* [Supplied information]
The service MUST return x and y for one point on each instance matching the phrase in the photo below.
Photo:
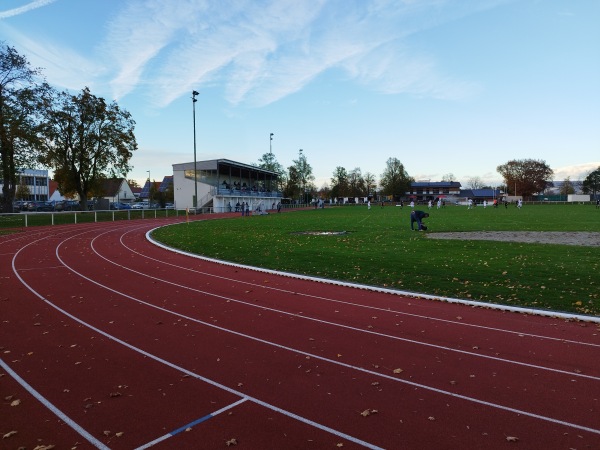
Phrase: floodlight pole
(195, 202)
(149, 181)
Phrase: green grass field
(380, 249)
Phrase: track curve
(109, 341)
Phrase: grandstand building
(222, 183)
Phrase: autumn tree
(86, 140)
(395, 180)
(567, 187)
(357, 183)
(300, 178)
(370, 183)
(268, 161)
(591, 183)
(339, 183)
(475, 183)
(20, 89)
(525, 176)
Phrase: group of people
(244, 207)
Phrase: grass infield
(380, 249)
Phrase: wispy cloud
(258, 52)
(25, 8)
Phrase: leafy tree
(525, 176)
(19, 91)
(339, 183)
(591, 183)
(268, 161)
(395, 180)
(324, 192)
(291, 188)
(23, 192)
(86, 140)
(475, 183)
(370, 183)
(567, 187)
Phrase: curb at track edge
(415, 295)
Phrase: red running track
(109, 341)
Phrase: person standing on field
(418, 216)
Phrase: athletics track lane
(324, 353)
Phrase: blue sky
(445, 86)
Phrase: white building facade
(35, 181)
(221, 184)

* [Action item] With the images omitted, output all entries exactly as given.

* [Your response]
The service MUST return x and y for one point on each instance matching the phrase in the photo below.
Photo:
Phrase: floodlight pole
(195, 202)
(149, 181)
Phrase: green grass field
(380, 249)
Phrase: track curve
(109, 341)
Phrase: grandstand building
(222, 183)
Phrase: autumn tree
(86, 140)
(395, 180)
(567, 187)
(357, 183)
(300, 178)
(370, 183)
(268, 161)
(591, 183)
(339, 183)
(475, 183)
(20, 89)
(525, 176)
Phrase: group of people
(244, 207)
Phrase: grass infield
(380, 249)
Phrase: wispy cloud
(258, 52)
(25, 8)
Phrase: leafy tree
(525, 176)
(19, 91)
(339, 183)
(591, 183)
(268, 161)
(395, 180)
(324, 192)
(291, 188)
(23, 192)
(86, 140)
(475, 183)
(370, 183)
(567, 187)
Phrase: curb at track edge
(415, 295)
Phrase: red running track
(109, 341)
Phrase: person standing on field
(418, 216)
Phrase: athletics track lane
(324, 353)
Phrase: blue sky
(445, 86)
Phrase: white building facade
(35, 181)
(221, 184)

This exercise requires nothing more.